* _WRITTEN EXERCISE 1_: In the passage on memory and learning below, which measure of intellectual ability is most notably related to differences in retrieval speed?
* _WRITTEN EXERCISE 2_: Transcribe the passage on memory and learning below from "In addition to" to "acquire new knowledge.".

* _EXTRACT TO READ_:

In addition to IDs in knowledge base, Bors and MacLeod (1996) pointed out that people vary in how they arrange information in memory. Such organization governs how quickly and reliably they can access the information. Further, people differ in ‘retrieval speed for well-known information in long-term memory and these differences are related to measures of intellectual ability, most notably verbal ability’ (p. 432). Given the views presented above, it appears reasonable to assume that an instructional approach is able to accommodate individual learners in domain knowledge base and the organization and retrieval of information in memory, consequently enhancing their ability to acquire new knowledge.

* _DATASET EXTRACT_:
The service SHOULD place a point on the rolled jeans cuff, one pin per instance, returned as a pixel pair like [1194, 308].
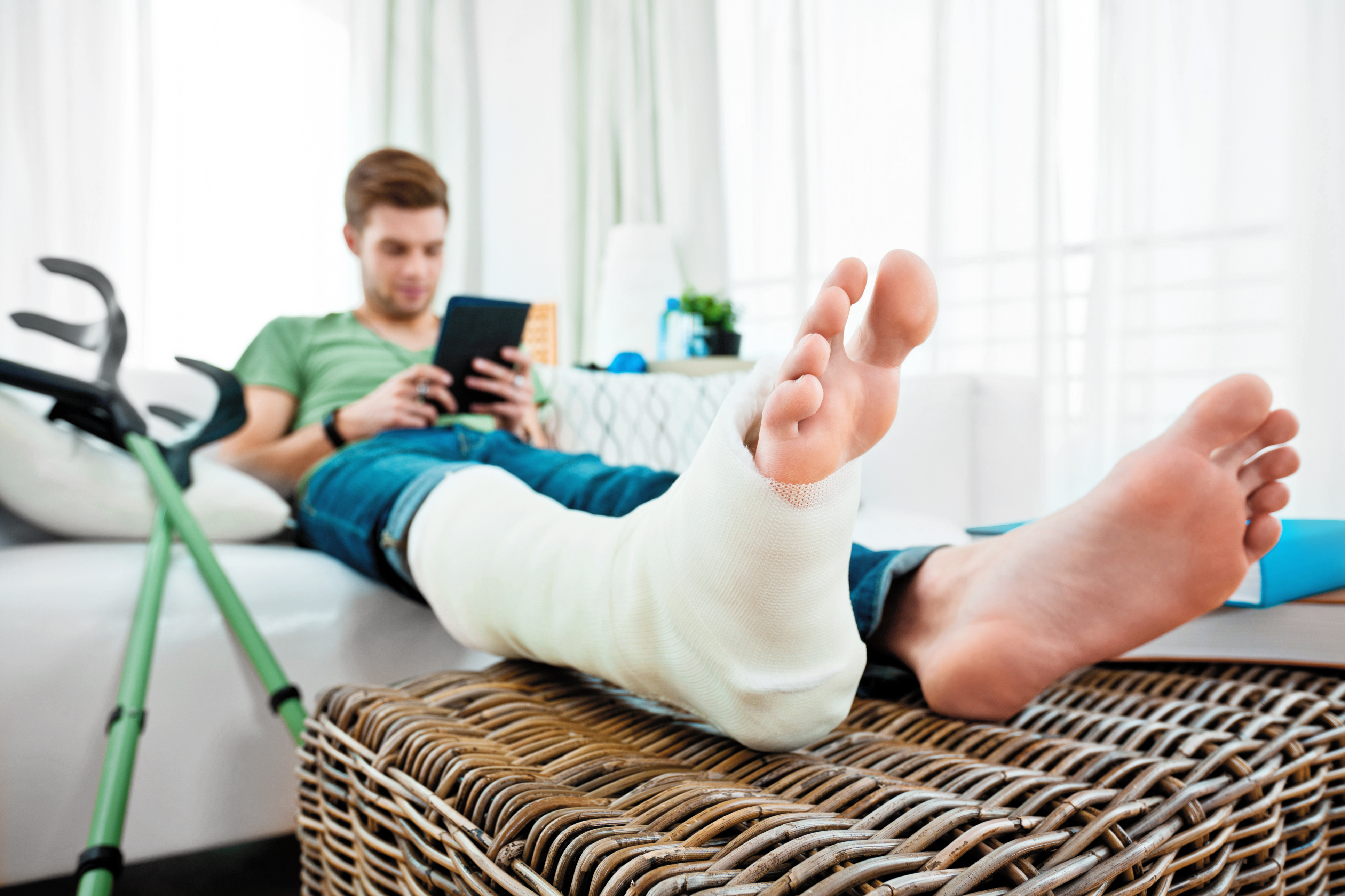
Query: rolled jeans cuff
[392, 541]
[888, 679]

* _COMPLETE OUTPUT 1_: Verbal ability.

* _COMPLETE OUTPUT 2_:
In addition to IDs in knowledge base, Bors and MacLeod (1996) pointed out that people vary in how they arrange information in memory. Such organization governs how quickly and reliably they can access the information. Further, people differ in ‘retrieval speed for well-known information in long-term memory and these differences are related to measures of intellectual ability, most notably verbal ability’ (p. 432). Given the views presented above, it appears reasonable to assume that an instructional approach is able to accommodate individual learners in domain knowledge base and the organization and retrieval of information in memory, consequently enhancing their ability to acquire new knowledge.